_Problem_
No images are to be carried over; print all other material exactly as it stands.

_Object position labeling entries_

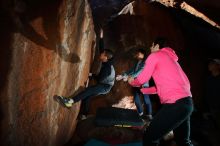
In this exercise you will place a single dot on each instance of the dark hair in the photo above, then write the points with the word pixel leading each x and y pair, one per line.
pixel 161 41
pixel 108 53
pixel 142 51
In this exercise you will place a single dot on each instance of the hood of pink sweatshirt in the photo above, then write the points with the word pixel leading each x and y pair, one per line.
pixel 170 52
pixel 171 81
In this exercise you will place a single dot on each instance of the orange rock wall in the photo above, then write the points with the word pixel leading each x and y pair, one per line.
pixel 46 49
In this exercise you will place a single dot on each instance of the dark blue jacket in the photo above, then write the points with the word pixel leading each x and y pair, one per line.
pixel 107 72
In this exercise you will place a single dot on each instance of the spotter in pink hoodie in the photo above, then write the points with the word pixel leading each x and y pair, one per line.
pixel 171 82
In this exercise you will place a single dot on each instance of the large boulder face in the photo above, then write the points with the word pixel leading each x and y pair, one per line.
pixel 136 27
pixel 193 35
pixel 46 50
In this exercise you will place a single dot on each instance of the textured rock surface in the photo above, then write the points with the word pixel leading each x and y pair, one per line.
pixel 188 30
pixel 46 49
pixel 127 32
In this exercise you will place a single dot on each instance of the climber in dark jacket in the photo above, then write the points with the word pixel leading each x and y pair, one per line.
pixel 105 79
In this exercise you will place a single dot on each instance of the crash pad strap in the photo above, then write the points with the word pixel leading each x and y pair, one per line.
pixel 112 116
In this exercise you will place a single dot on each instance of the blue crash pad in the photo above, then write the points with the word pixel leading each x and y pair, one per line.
pixel 110 116
pixel 95 142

_Answer to the task_
In this exercise you will place a single dot on each instance of the dark hair in the photo above, then write the points with the word pixel leading each x and y pair, one per line.
pixel 161 41
pixel 108 53
pixel 142 51
In this exercise you will place a single dot on each instance of the hood of pink sweatshirt in the photo above, then write the points with the word pixel leading each x and y pair, one per line.
pixel 170 52
pixel 171 81
In this exercise you will place a single dot on each instance of the orange rock wall in the photo above, then write the points with the word pixel leading each x and y pair, one per line.
pixel 46 49
In this exercise you will place a single dot on each instance of the dark blue jacket in the photo above, then write the points with the word pixel leading each x and y pair, one per line.
pixel 107 72
In this exercise you will place a single dot on each instance of the spotter in pink hoodie in the photo above, then write the points with the word pixel leading each x and y pair, one per line.
pixel 171 82
In this exercise you will place a single dot on each instance of the large boulder face in the photo above, then write the points with the word pixel leading each x and y pair, one per line.
pixel 136 27
pixel 193 35
pixel 46 50
In this exercise you will place a single dot on each instance of the textured rock surface in the photo above, then write the points with the word pixel leading each x and y pair, one per line.
pixel 188 30
pixel 46 49
pixel 127 32
In this exercise you will place a single dot on each instance of the climber in dark jacket in the photo above, then write the points with the word pixel leading each x and y pair, one per line.
pixel 105 79
In this exercise you will place a single dot on each instance of the crash pad strap in the photo above, then write the points with the word pixel leading each x and y pair, one per line.
pixel 112 116
In this exercise you will place a single dot on each instance of the blue crash pad in the photo above, then write the points with the word pixel leading each x and y pair, one per line.
pixel 110 116
pixel 95 142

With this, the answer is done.